▸ **Exercise material**
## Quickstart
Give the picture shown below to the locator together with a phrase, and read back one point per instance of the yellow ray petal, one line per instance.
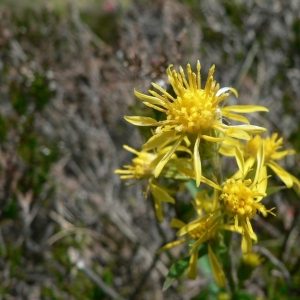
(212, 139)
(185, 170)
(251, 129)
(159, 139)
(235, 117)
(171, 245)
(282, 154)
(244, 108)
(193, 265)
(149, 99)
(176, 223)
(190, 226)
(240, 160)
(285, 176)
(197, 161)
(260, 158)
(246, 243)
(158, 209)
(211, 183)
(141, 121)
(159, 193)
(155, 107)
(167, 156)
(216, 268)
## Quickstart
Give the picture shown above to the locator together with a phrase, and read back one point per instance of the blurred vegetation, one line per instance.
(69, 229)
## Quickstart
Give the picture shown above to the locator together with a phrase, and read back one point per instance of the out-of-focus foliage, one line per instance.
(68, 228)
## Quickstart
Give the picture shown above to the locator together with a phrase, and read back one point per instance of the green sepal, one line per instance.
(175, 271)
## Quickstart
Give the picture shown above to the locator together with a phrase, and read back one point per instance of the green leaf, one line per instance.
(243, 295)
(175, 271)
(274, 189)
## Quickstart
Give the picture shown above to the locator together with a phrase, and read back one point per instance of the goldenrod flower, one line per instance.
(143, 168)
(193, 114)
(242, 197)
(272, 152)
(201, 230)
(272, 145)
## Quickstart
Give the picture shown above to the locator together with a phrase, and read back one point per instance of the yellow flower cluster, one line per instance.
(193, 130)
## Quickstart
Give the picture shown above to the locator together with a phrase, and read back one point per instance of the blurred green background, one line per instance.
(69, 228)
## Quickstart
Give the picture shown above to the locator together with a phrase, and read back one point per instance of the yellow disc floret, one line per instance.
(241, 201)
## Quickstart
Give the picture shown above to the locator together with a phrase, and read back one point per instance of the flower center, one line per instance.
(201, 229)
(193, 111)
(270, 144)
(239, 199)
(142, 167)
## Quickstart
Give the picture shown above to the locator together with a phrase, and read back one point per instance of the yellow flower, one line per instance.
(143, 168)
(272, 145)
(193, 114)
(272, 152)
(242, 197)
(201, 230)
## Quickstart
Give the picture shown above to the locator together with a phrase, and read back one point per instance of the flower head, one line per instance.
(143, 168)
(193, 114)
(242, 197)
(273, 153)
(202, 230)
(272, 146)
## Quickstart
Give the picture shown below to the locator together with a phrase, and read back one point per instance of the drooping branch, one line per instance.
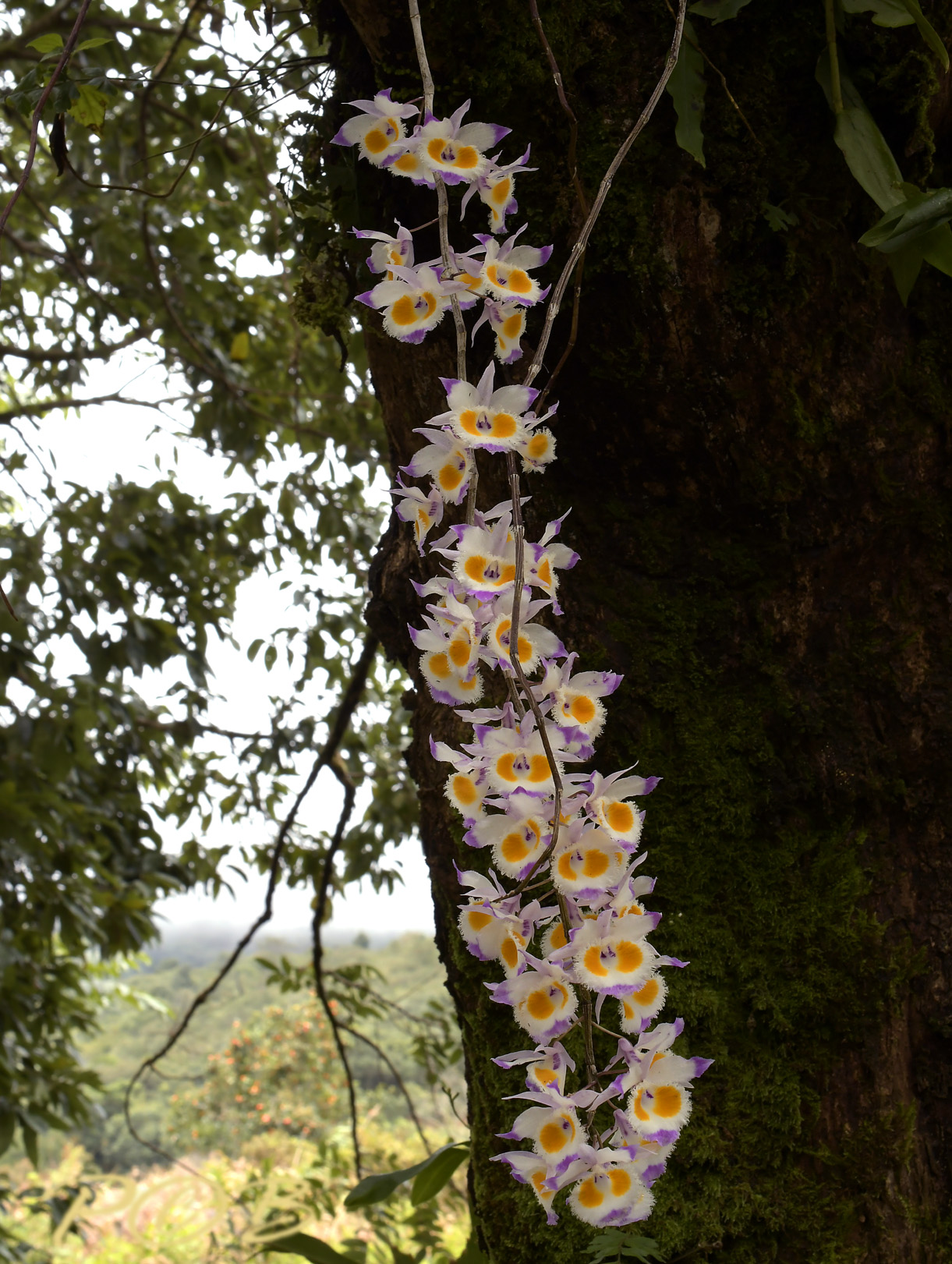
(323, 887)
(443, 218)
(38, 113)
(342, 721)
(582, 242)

▸ **What is being asked**
Print, word for word, every entry shown above; the pictures stay out.

▸ **Your solution**
## Quickstart
Give the picture shown below to the locator together with a phrase, and read back one point per instance of the yellow ray petal, one line per instance.
(212, 139)
(185, 170)
(251, 129)
(159, 139)
(235, 117)
(171, 245)
(282, 154)
(244, 108)
(193, 265)
(149, 99)
(176, 223)
(190, 226)
(240, 160)
(285, 176)
(197, 161)
(260, 158)
(246, 243)
(158, 209)
(211, 183)
(141, 121)
(159, 193)
(155, 107)
(167, 156)
(216, 268)
## Quickstart
Give the picture shown above to the locator together with a phrase, and read back one point per instance of the blurred vegetation, one line per instance.
(69, 229)
## Quickstart
Give the picture shown above to the locator together with a phrase, and read back one point per instance of the out-of-focus foliage, one line per instance.
(68, 228)
## Quickstart
Give the picture shown above to the locator together with a phrase, and read back one point per instance of the green sepal, one line per instance.
(175, 271)
## Quickstart
Give the picture shown above to the locator together with a phrase, and read back one point per instance of the green leaf, one line per instance.
(243, 295)
(175, 271)
(274, 189)
## Quickstart
Give the picture shown above to the locator together with a phrase, and read back one point per instance of the goldenrod flower, one line per instance.
(143, 168)
(193, 114)
(242, 197)
(272, 152)
(201, 230)
(272, 145)
## Quickstart
Give the picture shown above to the locator together with a phrase, and read back one point per instance of the yellow flower cluster, one line per instance.
(193, 130)
## Quickstart
Give the picture shown above to the locator together with a phrase, and read back one point per instance of the blurred green background, one line per instance.
(69, 228)
## Quickstart
Give the picture shown above to the locator together with a phrase, and read back one point per instance of the yellow disc floret, one line per instance.
(241, 201)
## Quickstart
Give the picture shown above to the locator together with a phrase, and read back one point per instance of the flower center, one line per instance.
(201, 229)
(193, 111)
(270, 144)
(239, 199)
(142, 167)
## Quickstart
Give the picture shown above to the locator together with a phrase, and read back one point per instance of the yellow flower, one line per instance.
(143, 168)
(272, 145)
(193, 114)
(272, 152)
(242, 197)
(201, 230)
## Quickstart
Give the picture shown above to the locator together with a phrase, and read back one point per instance of the flower head, one line per instance.
(143, 168)
(193, 114)
(242, 197)
(273, 153)
(202, 230)
(272, 146)
## Quickstart
Give the picture shown below to the locator together with a phrase, and read back one point per instance of the drooping branch, one line per instance.
(323, 887)
(443, 218)
(38, 113)
(342, 721)
(582, 242)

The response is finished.